# Super low budget home theater



## rabies_70 (Feb 20, 2007)

The projector, Processor and most of the cabling were free. Got them from an uber rich guy who was throwing them away:jiggy: ...one mans trash...

Then began the odyssey of putting this together, for the wife - of course! :

Home Theater/Bedroom
Pronto TSU 3000
Pronto RFX6000
120" fabric screen built to view 4:3 or 16:9
Sony VPH-D50Q
Videon Omega One line doubler
Lexicon DC-1 DTS Dolby THX
Tivo
Sony CDPCX400
RBG switcher
Sony DVP-NS999ES
Monster HTS 1000 MKII
Monster HTS 2500 MKII
Monster HTS 2600 MKII
Monster HTS 5100 MKII
Behringer DSP 1124
REW
Behringer ECM8000, mx602
2 Behringer DSP8024 Front, center EQ
2 Kenwood GE-7030 side, rear EQ
Adcom GFA-6000 front, center, rear
Adcom GFA 535 side
Audio source AMP TWO (powers 6 tactile transducers)
4 Aura Bass shaker AST-1B-4
2 Aura Bass Shaker AST-2B-4
Mission 73c Center
Mission 735 Towers, front
Boston 575x dipole, sides
Energy XL-r bipole, rears
Crown Power Bass 1
Aphex 10/4 inerface
INFINITE BAFFLE Sub
2 Dayton IB 385-8 15' subs, outie box, forward firing, vented to garage below.
Extron 202i (computer to rgb converter)
Main seating about 8 foot from screen.
Tons of monster cables, bunch of self made
Hitachi 32" gx01TV for those times when you just want to fall asleep with the TV on
X-10 lighting control for that super cool lights fading out thing.
Xbox
Home made sound treatments and Bass traps

I will post some more pictures in the next few days rooms messy due to renovation


----------



## robk_11 (Feb 4, 2007)

anything else the rich guy wants to throw away? :cunning: he can ship it PA! can't wait to see how things turn out.


----------

..............................

> **Task A**:
According to the home theater thread, how far is the main seating from the screen?
> **Task B**:
Duplicate the records line for line, starting at their first line and ending at the line that contains "(1012, 243)", with both of those lines included.

> **Recorded data**:

..............................

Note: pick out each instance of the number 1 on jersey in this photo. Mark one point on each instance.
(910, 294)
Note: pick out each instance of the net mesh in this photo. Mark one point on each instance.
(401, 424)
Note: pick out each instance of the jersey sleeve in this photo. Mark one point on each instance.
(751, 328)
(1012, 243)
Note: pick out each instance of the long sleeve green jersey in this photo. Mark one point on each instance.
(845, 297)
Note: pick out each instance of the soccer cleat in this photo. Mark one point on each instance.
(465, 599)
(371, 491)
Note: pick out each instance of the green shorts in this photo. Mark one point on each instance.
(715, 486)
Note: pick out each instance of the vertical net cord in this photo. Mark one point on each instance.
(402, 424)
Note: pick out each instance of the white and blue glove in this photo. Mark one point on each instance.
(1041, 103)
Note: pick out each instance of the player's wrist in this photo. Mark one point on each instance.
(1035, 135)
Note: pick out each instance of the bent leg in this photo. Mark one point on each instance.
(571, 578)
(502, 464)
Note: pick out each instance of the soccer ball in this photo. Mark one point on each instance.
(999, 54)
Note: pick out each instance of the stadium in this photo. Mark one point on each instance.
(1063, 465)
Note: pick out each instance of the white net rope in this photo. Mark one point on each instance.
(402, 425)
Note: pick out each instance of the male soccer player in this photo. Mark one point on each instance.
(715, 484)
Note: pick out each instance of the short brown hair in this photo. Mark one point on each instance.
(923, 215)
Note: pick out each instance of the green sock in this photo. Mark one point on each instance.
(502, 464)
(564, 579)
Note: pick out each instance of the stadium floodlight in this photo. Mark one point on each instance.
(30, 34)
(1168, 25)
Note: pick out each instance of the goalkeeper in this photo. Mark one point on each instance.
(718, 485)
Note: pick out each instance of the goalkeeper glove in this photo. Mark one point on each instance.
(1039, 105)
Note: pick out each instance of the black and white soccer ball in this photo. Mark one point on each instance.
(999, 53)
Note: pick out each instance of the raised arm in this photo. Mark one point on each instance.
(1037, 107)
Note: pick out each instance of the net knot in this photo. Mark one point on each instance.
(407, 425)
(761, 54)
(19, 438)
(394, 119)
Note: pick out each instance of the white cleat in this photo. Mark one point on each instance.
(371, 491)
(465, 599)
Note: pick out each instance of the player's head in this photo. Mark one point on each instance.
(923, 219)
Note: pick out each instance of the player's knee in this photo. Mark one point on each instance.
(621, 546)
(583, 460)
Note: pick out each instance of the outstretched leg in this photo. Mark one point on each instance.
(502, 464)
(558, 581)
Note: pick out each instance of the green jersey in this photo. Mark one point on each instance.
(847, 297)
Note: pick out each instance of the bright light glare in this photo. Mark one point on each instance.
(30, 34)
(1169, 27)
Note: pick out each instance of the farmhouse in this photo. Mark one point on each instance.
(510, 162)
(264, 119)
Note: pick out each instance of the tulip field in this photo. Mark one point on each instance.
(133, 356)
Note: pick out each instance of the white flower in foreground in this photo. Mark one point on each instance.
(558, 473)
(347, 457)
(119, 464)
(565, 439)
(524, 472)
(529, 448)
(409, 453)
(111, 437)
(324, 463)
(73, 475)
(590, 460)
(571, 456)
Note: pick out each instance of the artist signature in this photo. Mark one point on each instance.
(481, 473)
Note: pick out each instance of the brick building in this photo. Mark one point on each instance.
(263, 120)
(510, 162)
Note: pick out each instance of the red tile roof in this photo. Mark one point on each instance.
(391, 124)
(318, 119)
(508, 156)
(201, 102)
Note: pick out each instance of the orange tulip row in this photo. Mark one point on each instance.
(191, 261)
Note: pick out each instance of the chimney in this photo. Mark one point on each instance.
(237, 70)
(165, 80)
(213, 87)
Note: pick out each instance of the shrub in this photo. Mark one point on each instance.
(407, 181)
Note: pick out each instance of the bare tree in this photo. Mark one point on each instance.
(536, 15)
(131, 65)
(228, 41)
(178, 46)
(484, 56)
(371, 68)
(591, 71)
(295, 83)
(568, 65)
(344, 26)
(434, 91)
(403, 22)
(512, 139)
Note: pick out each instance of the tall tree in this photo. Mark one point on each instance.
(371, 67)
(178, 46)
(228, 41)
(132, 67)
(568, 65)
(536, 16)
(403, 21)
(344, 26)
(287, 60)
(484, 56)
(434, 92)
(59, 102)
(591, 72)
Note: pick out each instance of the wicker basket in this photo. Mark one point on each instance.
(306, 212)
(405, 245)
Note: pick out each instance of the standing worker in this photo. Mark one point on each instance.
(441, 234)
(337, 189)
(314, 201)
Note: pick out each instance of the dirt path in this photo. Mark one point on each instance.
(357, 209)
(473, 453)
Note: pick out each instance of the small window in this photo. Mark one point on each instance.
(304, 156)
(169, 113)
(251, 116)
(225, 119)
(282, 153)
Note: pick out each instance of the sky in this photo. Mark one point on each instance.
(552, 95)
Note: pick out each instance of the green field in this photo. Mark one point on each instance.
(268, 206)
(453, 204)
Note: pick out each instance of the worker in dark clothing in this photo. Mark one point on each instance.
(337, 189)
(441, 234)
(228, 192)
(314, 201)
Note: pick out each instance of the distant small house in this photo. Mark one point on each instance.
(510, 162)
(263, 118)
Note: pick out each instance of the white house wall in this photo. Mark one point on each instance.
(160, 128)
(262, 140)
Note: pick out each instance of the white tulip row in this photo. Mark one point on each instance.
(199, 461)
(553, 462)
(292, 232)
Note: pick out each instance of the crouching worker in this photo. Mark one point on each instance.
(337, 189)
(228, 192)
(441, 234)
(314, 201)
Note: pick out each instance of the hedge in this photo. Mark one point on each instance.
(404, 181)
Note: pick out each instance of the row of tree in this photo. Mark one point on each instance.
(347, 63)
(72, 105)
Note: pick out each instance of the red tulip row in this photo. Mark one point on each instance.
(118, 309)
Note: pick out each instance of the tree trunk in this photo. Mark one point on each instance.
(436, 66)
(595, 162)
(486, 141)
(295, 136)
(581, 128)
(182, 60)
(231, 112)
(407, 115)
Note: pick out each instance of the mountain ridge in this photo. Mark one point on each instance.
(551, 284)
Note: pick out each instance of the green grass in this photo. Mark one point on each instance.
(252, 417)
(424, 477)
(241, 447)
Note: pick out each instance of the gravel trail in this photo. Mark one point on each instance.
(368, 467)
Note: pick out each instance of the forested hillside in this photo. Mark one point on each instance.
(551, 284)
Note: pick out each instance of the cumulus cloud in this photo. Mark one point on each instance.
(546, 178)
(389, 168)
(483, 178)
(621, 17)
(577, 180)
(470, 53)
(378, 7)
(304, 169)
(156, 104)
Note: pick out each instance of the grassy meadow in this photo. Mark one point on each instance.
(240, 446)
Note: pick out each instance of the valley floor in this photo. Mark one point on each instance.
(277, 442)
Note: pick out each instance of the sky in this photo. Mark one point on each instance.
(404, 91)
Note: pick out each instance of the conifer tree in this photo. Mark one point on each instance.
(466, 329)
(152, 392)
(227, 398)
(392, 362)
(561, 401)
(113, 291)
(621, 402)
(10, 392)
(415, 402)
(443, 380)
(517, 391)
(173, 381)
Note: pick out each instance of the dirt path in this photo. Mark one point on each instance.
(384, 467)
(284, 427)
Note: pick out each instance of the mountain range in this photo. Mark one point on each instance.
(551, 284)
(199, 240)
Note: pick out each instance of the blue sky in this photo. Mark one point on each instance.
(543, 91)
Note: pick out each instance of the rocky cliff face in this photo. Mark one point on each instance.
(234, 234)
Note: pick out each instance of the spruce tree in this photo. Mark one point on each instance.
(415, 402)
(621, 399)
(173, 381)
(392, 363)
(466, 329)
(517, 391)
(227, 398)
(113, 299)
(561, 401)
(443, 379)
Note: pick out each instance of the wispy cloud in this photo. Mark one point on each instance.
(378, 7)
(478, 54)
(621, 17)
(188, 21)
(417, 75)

..............................

> **Answer A**:
About 8 feet.

> **Answer B**:
Note: pick out each instance of the number 1 on jersey in this photo. Mark one point on each instance.
(910, 294)
Note: pick out each instance of the net mesh in this photo. Mark one point on each instance.
(401, 424)
Note: pick out each instance of the jersey sleeve in this photo. Mark one point on each instance.
(751, 328)
(1012, 243)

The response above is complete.